An exact, complete copy of the entries is what is needed.

++++ Records provided ++++

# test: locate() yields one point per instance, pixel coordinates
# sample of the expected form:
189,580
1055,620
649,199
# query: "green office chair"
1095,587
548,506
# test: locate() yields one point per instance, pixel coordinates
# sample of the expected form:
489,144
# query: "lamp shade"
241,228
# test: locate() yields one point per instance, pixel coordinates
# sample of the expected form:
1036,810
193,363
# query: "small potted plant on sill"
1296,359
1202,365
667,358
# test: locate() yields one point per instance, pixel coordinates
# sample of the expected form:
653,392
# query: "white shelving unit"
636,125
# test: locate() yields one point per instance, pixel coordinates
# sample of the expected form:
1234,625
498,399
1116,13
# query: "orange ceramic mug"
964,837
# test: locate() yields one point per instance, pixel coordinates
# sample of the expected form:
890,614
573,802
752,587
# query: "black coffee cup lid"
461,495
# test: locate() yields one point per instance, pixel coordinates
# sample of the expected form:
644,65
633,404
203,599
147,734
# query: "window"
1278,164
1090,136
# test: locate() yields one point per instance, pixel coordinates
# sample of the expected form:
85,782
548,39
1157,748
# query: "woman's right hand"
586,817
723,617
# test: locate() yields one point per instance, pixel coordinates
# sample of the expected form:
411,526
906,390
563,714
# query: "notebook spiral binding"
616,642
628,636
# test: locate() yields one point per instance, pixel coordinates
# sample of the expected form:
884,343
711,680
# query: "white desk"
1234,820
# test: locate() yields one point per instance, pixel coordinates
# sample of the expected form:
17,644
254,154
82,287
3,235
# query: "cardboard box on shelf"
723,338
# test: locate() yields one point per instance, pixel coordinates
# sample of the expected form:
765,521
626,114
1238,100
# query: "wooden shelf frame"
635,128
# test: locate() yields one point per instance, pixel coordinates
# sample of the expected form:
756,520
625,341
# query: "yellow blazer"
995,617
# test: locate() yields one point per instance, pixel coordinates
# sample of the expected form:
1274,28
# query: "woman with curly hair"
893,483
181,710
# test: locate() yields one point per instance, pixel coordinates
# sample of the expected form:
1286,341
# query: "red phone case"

++++

## Output
# test: locate() yields one point per instance, pixel coordinates
# sample of the expected form:
189,580
1055,620
649,199
# query: "green office chair"
1095,587
548,506
# test: locate() yields one point per instance, pixel coordinates
# sample of the expected form:
489,144
# query: "lamp shade"
241,228
# test: locate() yields one point per instance, pixel coordinates
# sample of the expected form:
1036,810
193,363
# query: "small potted plant on sill"
1296,359
1202,365
667,358
# test: locate() yields one point per instance, pixel coordinates
# sample of the expected form:
653,392
# query: "white shelving unit"
636,125
# test: locate() yields one point per instance, pixel coordinates
# sample of the expected form:
1234,625
498,399
1116,13
# query: "orange ceramic mug"
964,837
# test: locate() yields one point per instance, pixel coordinates
# sample of the expected form:
890,614
573,802
752,587
# query: "black coffee cup lid"
461,495
# test: locate() yields one point per instance, pixel coordinates
# sample of the expected form:
644,65
633,404
203,599
147,734
# query: "window"
1278,164
1090,136
# test: locate() yields one point per instance, pixel coordinates
# sample of the expected form:
85,782
548,39
1157,748
# query: "woman's right hand"
586,817
723,617
# test: locate() yields one point per instance, pixel coordinates
# sample of the expected form:
411,526
906,390
563,714
# query: "notebook spiral binding"
616,642
628,636
# test: locate() yields one point per instance, pixel coordinates
# sample of the expected form:
884,343
711,680
# query: "white desk"
1234,820
# test: locate() yields one point per instance, pixel coordinates
# sample of the expected form:
17,644
254,154
82,287
3,235
# query: "cardboard box on shelf"
723,338
# test: locate() yields one point per instance, pixel coordinates
# sample of the expected form:
765,521
626,114
1238,100
# query: "wooden shelf frame"
635,128
# test: locate() yields one point per instance, pixel coordinates
# sample of the expected form:
756,520
625,341
# query: "yellow blazer"
995,617
# test: locate() yields one point per instance, pixel coordinates
# sample of the expected form:
1274,28
# query: "woman with curly hair"
893,483
181,710
# test: locate() yields one point per instance, pixel coordinates
# sample of the expected form:
1286,341
# query: "red phone case"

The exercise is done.